_What is required_. Your task is to transcribe the data in full.

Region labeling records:
------------------------------------------------------------
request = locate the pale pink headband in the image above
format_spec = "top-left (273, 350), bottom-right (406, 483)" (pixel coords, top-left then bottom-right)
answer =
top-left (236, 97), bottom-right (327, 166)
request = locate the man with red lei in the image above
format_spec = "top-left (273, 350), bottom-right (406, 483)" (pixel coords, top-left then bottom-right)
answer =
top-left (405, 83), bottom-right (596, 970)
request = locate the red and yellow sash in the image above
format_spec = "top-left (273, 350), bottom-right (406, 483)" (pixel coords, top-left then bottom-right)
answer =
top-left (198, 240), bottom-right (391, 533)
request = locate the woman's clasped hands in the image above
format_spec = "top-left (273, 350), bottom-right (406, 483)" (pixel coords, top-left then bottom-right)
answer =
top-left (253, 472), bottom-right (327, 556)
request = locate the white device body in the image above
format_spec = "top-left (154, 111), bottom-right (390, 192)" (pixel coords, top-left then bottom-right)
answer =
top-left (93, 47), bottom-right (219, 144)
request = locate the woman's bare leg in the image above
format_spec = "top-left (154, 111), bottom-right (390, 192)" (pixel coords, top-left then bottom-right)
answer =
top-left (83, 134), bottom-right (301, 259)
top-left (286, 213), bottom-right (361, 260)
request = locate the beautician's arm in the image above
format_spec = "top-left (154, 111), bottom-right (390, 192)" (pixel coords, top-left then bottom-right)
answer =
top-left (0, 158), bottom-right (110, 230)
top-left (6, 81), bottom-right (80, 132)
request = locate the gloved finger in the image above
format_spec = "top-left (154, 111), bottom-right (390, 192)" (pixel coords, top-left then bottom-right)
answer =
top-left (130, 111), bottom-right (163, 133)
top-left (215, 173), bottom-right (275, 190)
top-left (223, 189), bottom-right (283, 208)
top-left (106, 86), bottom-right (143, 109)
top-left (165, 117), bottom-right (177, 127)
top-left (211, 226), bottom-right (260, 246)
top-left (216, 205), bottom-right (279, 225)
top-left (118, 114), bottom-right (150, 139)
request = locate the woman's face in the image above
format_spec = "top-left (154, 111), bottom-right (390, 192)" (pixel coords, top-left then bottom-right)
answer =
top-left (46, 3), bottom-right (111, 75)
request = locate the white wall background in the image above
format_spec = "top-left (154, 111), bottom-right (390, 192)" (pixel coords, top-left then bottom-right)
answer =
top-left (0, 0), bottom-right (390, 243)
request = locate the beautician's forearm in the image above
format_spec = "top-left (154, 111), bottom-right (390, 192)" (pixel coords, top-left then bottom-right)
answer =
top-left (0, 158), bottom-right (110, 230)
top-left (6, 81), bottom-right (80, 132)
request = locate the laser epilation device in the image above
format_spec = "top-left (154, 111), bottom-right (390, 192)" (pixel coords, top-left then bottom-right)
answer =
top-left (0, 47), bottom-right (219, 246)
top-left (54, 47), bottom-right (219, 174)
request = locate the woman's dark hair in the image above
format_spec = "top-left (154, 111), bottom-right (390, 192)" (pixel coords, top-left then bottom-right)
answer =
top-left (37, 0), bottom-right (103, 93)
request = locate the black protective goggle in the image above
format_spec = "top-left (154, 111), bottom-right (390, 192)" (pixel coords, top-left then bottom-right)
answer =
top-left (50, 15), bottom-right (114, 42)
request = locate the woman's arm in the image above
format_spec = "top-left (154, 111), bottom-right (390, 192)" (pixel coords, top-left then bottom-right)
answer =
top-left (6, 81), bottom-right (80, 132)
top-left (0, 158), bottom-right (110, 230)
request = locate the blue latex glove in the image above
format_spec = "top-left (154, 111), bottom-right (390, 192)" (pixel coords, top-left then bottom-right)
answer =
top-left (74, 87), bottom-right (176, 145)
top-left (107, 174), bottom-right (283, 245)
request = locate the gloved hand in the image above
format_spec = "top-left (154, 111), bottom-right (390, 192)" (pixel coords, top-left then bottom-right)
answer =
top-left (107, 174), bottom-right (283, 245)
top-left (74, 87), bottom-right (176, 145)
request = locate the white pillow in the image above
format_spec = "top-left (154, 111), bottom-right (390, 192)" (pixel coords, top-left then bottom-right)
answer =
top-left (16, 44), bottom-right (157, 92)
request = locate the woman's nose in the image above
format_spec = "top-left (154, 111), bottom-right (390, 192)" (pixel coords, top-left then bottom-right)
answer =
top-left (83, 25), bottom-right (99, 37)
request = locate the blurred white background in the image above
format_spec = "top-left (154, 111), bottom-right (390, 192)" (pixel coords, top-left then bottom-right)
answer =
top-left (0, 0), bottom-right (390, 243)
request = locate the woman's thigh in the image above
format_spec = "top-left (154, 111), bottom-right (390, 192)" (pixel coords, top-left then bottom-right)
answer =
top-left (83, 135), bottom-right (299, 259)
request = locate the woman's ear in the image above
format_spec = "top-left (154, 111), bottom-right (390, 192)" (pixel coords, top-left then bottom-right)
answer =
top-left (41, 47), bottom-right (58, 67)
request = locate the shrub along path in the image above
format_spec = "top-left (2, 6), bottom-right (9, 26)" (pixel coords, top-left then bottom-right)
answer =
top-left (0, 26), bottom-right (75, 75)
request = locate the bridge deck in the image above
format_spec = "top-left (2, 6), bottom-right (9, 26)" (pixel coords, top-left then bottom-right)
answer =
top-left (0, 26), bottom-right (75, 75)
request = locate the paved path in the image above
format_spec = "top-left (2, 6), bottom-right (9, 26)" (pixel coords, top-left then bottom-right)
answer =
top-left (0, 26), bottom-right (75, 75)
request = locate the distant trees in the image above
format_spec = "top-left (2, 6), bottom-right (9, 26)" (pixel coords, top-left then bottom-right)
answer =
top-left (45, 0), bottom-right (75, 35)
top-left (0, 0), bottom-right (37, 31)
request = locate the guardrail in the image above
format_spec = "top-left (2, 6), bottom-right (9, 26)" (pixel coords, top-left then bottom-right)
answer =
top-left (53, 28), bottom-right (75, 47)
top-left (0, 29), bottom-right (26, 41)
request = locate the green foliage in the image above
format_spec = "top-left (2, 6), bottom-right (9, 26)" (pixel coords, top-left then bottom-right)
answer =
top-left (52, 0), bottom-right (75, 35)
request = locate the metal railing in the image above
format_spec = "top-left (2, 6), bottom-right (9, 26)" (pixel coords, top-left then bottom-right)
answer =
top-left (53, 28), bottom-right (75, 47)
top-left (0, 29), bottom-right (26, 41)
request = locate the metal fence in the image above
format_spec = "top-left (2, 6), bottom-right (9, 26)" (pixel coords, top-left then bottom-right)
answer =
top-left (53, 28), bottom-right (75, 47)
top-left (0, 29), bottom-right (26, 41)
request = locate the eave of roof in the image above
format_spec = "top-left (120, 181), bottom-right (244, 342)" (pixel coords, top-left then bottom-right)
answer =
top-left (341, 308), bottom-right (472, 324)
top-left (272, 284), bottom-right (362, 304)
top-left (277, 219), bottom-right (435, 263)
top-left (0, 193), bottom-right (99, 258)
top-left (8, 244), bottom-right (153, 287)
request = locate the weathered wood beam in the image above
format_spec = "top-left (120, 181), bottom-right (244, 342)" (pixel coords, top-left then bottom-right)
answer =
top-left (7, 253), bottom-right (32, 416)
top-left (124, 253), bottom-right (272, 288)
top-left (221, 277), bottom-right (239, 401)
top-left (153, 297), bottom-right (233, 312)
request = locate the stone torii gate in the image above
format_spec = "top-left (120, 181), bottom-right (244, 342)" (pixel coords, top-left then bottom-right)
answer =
------------------------------------------------------------
_Task response_.
request = locate the pale pink headband in the image above
format_spec = "top-left (273, 350), bottom-right (406, 483)" (pixel coords, top-left then bottom-right)
answer =
top-left (236, 97), bottom-right (327, 166)
request = locate the man with red lei in the image above
format_spec = "top-left (273, 350), bottom-right (406, 483)" (pixel coords, top-left then bottom-right)
answer =
top-left (405, 83), bottom-right (596, 970)
request = locate the red and yellow sash in the image above
format_spec = "top-left (273, 350), bottom-right (406, 483)" (pixel coords, top-left then bottom-right)
answer =
top-left (198, 240), bottom-right (391, 533)
request = locate the woman's clasped hands in the image above
format_spec = "top-left (273, 350), bottom-right (406, 483)" (pixel coords, top-left then bottom-right)
answer =
top-left (253, 472), bottom-right (327, 556)
request = locate the white device body in the image above
format_spec = "top-left (154, 111), bottom-right (390, 192)" (pixel coords, top-left then bottom-right)
answer =
top-left (93, 47), bottom-right (219, 144)
request = locate the woman's bare leg in the image above
format_spec = "top-left (154, 111), bottom-right (390, 192)" (pixel coords, top-left then bottom-right)
answer =
top-left (83, 134), bottom-right (301, 259)
top-left (286, 213), bottom-right (361, 260)
request = locate the beautician's arm in the image above
format_spec = "top-left (154, 111), bottom-right (390, 192)" (pixel coords, top-left then bottom-right)
answer =
top-left (0, 158), bottom-right (110, 230)
top-left (6, 81), bottom-right (80, 132)
request = locate the gloved finger in the image above
format_spec = "top-left (154, 111), bottom-right (390, 192)" (pixel coords, top-left then bottom-right)
answer =
top-left (130, 111), bottom-right (163, 133)
top-left (215, 173), bottom-right (275, 190)
top-left (223, 189), bottom-right (283, 208)
top-left (106, 86), bottom-right (143, 109)
top-left (165, 117), bottom-right (177, 127)
top-left (211, 226), bottom-right (260, 246)
top-left (216, 205), bottom-right (279, 225)
top-left (118, 114), bottom-right (150, 139)
request = locate the woman's face in the image above
format_spec = "top-left (154, 111), bottom-right (390, 192)" (pixel coords, top-left then bottom-right)
answer =
top-left (46, 3), bottom-right (111, 75)
request = locate the white wall background in the image above
format_spec = "top-left (154, 111), bottom-right (390, 192)" (pixel coords, top-left then bottom-right)
answer =
top-left (0, 0), bottom-right (390, 243)
request = locate the beautician's forearm in the image above
format_spec = "top-left (154, 111), bottom-right (390, 192)" (pixel coords, top-left then bottom-right)
answer =
top-left (0, 158), bottom-right (110, 230)
top-left (6, 81), bottom-right (80, 132)
request = locate the laser epilation device in the image above
format_spec = "top-left (154, 111), bottom-right (390, 192)" (pixel coords, top-left then bottom-right)
answer =
top-left (0, 47), bottom-right (219, 246)
top-left (54, 47), bottom-right (219, 174)
request = locate the woman's dark hair in the image above
format_spec = "top-left (154, 111), bottom-right (390, 192)" (pixel coords, top-left then bottom-right)
answer =
top-left (37, 0), bottom-right (103, 93)
request = locate the black protective goggle in the image above
format_spec = "top-left (154, 111), bottom-right (390, 192)" (pixel coords, top-left then bottom-right)
answer =
top-left (50, 15), bottom-right (114, 42)
request = locate the woman's arm in the image above
format_spec = "top-left (154, 111), bottom-right (390, 192)" (pixel coords, top-left then bottom-right)
answer =
top-left (6, 81), bottom-right (80, 132)
top-left (0, 158), bottom-right (110, 230)
request = locate the blue latex glove in the image above
format_spec = "top-left (154, 111), bottom-right (390, 192)" (pixel coords, top-left then bottom-right)
answer =
top-left (74, 87), bottom-right (176, 145)
top-left (107, 174), bottom-right (283, 245)
request = locate the gloved hand in the image above
format_spec = "top-left (154, 111), bottom-right (390, 192)" (pixel coords, top-left then bottom-right)
answer =
top-left (107, 174), bottom-right (283, 245)
top-left (74, 87), bottom-right (176, 145)
request = locate the white pillow in the image above
format_spec = "top-left (154, 111), bottom-right (390, 192)" (pixel coords, top-left then bottom-right)
answer =
top-left (16, 44), bottom-right (157, 92)
request = locate the woman's nose in the image above
format_spec = "top-left (154, 111), bottom-right (390, 192)" (pixel coords, top-left then bottom-right)
answer =
top-left (83, 25), bottom-right (99, 37)
request = locate the blurred white background in the image above
format_spec = "top-left (154, 111), bottom-right (390, 192)" (pixel coords, top-left then bottom-right)
answer =
top-left (0, 0), bottom-right (390, 243)
request = locate the woman's thigh in the image above
format_spec = "top-left (154, 111), bottom-right (390, 192)" (pixel coords, top-left then bottom-right)
answer =
top-left (83, 135), bottom-right (299, 259)
request = locate the woman's ear in the image above
format_spec = "top-left (154, 111), bottom-right (390, 192)" (pixel coords, top-left then bottom-right)
answer =
top-left (41, 47), bottom-right (58, 67)
request = locate the shrub along path in the image above
format_spec = "top-left (2, 6), bottom-right (9, 26)" (pixel coords, top-left then bottom-right)
answer =
top-left (0, 26), bottom-right (75, 75)
request = locate the bridge deck in the image above
format_spec = "top-left (2, 6), bottom-right (9, 26)" (pixel coords, top-left then bottom-right)
answer =
top-left (0, 26), bottom-right (75, 75)
request = locate the paved path in the image above
format_spec = "top-left (2, 6), bottom-right (9, 26)" (pixel coords, top-left then bottom-right)
answer =
top-left (0, 26), bottom-right (75, 75)
request = locate the distant trees in the image above
format_spec = "top-left (2, 6), bottom-right (9, 26)" (pixel coords, top-left then bottom-right)
answer =
top-left (45, 0), bottom-right (75, 35)
top-left (0, 0), bottom-right (37, 31)
request = locate the guardrail in the image above
format_spec = "top-left (2, 6), bottom-right (9, 26)" (pixel coords, top-left then bottom-right)
answer =
top-left (53, 28), bottom-right (75, 47)
top-left (0, 29), bottom-right (26, 41)
request = locate the green foliage in the image above
format_spec = "top-left (2, 6), bottom-right (9, 26)" (pixel coords, top-left then bottom-right)
answer =
top-left (52, 0), bottom-right (75, 35)
request = locate the metal railing in the image above
format_spec = "top-left (2, 6), bottom-right (9, 26)" (pixel coords, top-left then bottom-right)
answer =
top-left (53, 28), bottom-right (75, 47)
top-left (0, 29), bottom-right (26, 41)
request = locate the metal fence in the image above
format_spec = "top-left (2, 6), bottom-right (9, 26)" (pixel coords, top-left then bottom-right)
answer =
top-left (53, 28), bottom-right (75, 47)
top-left (0, 29), bottom-right (26, 41)
request = locate the eave of roof in the image above
format_spec = "top-left (120, 181), bottom-right (244, 342)" (pixel coords, top-left then bottom-right)
answer =
top-left (341, 308), bottom-right (472, 324)
top-left (272, 284), bottom-right (362, 304)
top-left (277, 219), bottom-right (435, 263)
top-left (0, 193), bottom-right (99, 258)
top-left (8, 244), bottom-right (153, 287)
request = locate the weathered wood beam in the image above
format_spec = "top-left (120, 181), bottom-right (244, 342)" (pixel coords, top-left then bottom-right)
answer =
top-left (7, 253), bottom-right (32, 416)
top-left (124, 253), bottom-right (272, 288)
top-left (221, 277), bottom-right (239, 401)
top-left (153, 297), bottom-right (233, 312)
request = locate the stone torii gate in the image above
format_spec = "top-left (120, 181), bottom-right (244, 342)" (pixel coords, top-left then bottom-right)
answer =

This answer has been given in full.